Exercício proposto = Reescreva em forma de lista o parágrafo do texto sobre Grijó que começa com "Aqui a bordo uma singular figura", mantendo os fatos principais.
──────── Texto fornecido ────────
Aqui a bordo uma singular figura da “fauna” capixaba da época, filho de uma das mais tradicionais famílias da cidade que marcava sua presença nas ruas pelo trajar impecável. Estava sempre bem fatiotado, ora portando impecáveis ternos de linho no verão, sobraçando à cabeça um fino panamá, tendo invariavelmente uma vicejante flor à lapela, de preferência um rubro cravo, ou então no curto inverno que chamávamos em Vitória os dias em que predominavam as frias rajadas de ventos do quadrante sul, vestido com ternos de impecável casimira inglesa com a indefectível flor à lapela espetada calçado com as elegantes polainas usadas na época..
- Como vão ficando para trás as memórias de um povo modesto, mas que se vestia com elegância e apuro? E Grijó era um deles. Saía para o serviço fino e delicado de vistoriar os logradouros públicos da cidade e era encontrado invariavelmente em manhãs gloriosas de sol na Praça da Independência e ao crepúsculo das tardes estivais no Parque Moscoso, em seu mister de Diretor de Parques e Jardins, título pomposo de seu cargo na prefeitura da cidade. Era de uma simpatia irradiante, vivo, cheio de trocadilhos xistosos, imprevisível e profunda irreverência. O que me propus narrar e motivo de minhas lembranças atesta sua irreverência incontida, freqüente ele próprio, achando graça no que falava e rindo na cara encabulada do interlocutor.
Muito amigo de meu pai, que era chamado carinhosamente por Pintinho, o diminutivo denotando afeição herdada das hostes desportivas onde ele reinou como goleiro ímpar do Rio Branco F.C. e com quem conversava em encontros fortuitos pela cidade. Em um destes encontros, narro o que presenciei, pois estava em companhia de “seu” Aldomario no Parque Moscoso, confluência da Av. República com a Av. Cléto Nunes, onde o Grijó estava entregue a seu trabalho, dando ordens a seu encarregado no plantio de roseiras em um dos canteiros daquele logradouro público. Depois das saudações afetuosas como velhos amigos e conhecidos, passou ao largo um transeunte e à guisa de gozação indagou ao Grijó.
- Oh Grijó, você está tão elegante, para onde você vai?
E Grijó virando para meu pai.
- Pintinho a gente não pode se vestir melhor e todo mundo fica indagando coisas e se intrometendo na vida alheia! E virando-se para o interlocutor saiu-se com esta que causou a mim e a meu pai, gargalhadas pelo inusitado da resposta pronta e precisa
- Queres saber mesmo aonde vou!  -Vou à mer....d....a, entendeu, queres vir comigo?
──────── Material de origem ────────
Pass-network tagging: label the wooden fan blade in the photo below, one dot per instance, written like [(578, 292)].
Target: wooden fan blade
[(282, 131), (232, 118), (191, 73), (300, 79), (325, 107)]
────────
Resposta da tarefa =
- Singular figura da "fauna" capixaba da época, filho de uma das famílias mais tradicionais da cidade.
- Marcava presença nas ruas pelo trajar impecável, sempre bem vestido.
- No verão: ternos de linho, um fino panamá na cabeça e sempre uma flor à lapela, de preferência um cravo vermelho.
- No curto inverno de Vitória, quando predominavam as frias rajadas de vento do sul: ternos de casimira inglesa, flor à lapela e as elegantes polainas usadas na época.